Parts of the exercise
**A.** According to the text on emerging-market bonds below, what did the growth in external surpluses lead to?
**B.** Retype the part of the emerging-market bond text that opens with the words containing "EMs’ orthodox policy" and closes with "in recent years.".

[[ Document text open ]]

We show this history graphically, below. The bottom line is that external surpluses (represented by central bank reserve accumulation) grew, and this led to a reduction in the level and volatility of credit spreads on EM sovereigns.

Exhibit 1 – When EMs Generated External Surpluses, Crises Abated

Emerging Markets Reserves and Spreads

When emerging markets generated high external surpluses, crises have been abated.

Source: Bloomberg LP, as of 23 December, 2023.

EMs’ orthodox policy stance was behind these superior risk/return statistics in EM hard currency bonds, and the stance is beginning to generate superior risk/return statistics in EM local currency bonds as well. We argue herein that EMs’ economic policy orthodoxy over the past 20+ years, that was obvious in the performance of its hard-currency bonds, is now supporting returns of local currency bonds (which performed poorly in the previous 20 years from an efficient-frontier perspective). Obviously, when markets realize the broadening implications of these strong economic foundations for all EM bonds, the investment thesis will be concluded; this is a hypothesis. EM local currency bonds have not performed well in the past 20 years (again from the perspective of the efficient frontier), and we see this as having changed in recent years.

A critical “other side of the coin” is that DM bond markets have generated disappointing performance in the past 20 years, and DMs are the economies that fit the “fiscal dominance” criteria of high debt and debt servicing costs impinging on monetary policy. This is the “it’s what you know for sure that just ain’t so” part of our argument. EM bonds outperformed the Global Bond Aggregate for the past 20 years, as just a headline example. The chart below tracks external surpluses of the DM (and EM), showing DM external deficits dominating recently. Could DM bond markets that are stalwarts of investor portfolios be less attractive than investors expect? We think so.

[[ Document text closed ]]
[[ Supplied data open ]]

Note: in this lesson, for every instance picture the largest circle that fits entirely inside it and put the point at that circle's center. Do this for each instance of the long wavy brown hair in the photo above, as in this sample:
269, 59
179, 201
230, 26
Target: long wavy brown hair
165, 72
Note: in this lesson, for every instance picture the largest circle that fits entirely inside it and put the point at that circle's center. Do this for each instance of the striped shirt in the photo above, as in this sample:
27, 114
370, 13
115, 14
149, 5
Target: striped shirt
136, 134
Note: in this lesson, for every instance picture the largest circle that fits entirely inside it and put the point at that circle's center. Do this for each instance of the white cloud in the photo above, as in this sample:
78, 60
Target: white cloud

[[ Supplied data closed ]]
[[ Supplied data open ]]

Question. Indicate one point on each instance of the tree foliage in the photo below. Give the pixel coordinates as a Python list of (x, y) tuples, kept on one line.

[[ Supplied data closed ]]
[[ Supplied data open ]]

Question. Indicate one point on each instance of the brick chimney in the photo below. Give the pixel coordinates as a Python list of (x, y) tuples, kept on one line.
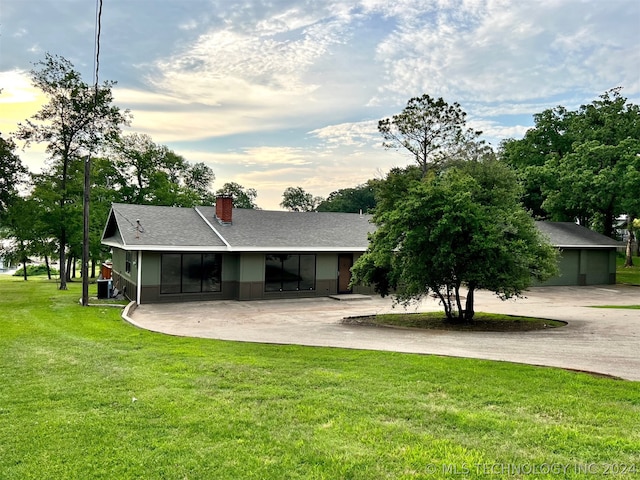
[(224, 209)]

[[ Supplied data closed ]]

Answer list
**A.** It led to a reduction in the level and volatility of credit spreads on EM sovereigns.

**B.**
EMs’ orthodox policy stance was behind these superior risk/return statistics in EM hard currency bonds, and the stance is beginning to generate superior risk/return statistics in EM local currency bonds as well. We argue herein that EMs’ economic policy orthodoxy over the past 20+ years, that was obvious in the performance of its hard-currency bonds, is now supporting returns of local currency bonds (which performed poorly in the previous 20 years from an efficient-frontier perspective). Obviously, when markets realize the broadening implications of these strong economic foundations for all EM bonds, the investment thesis will be concluded; this is a hypothesis. EM local currency bonds have not performed well in the past 20 years (again from the perspective of the efficient frontier), and we see this as having changed in recent years.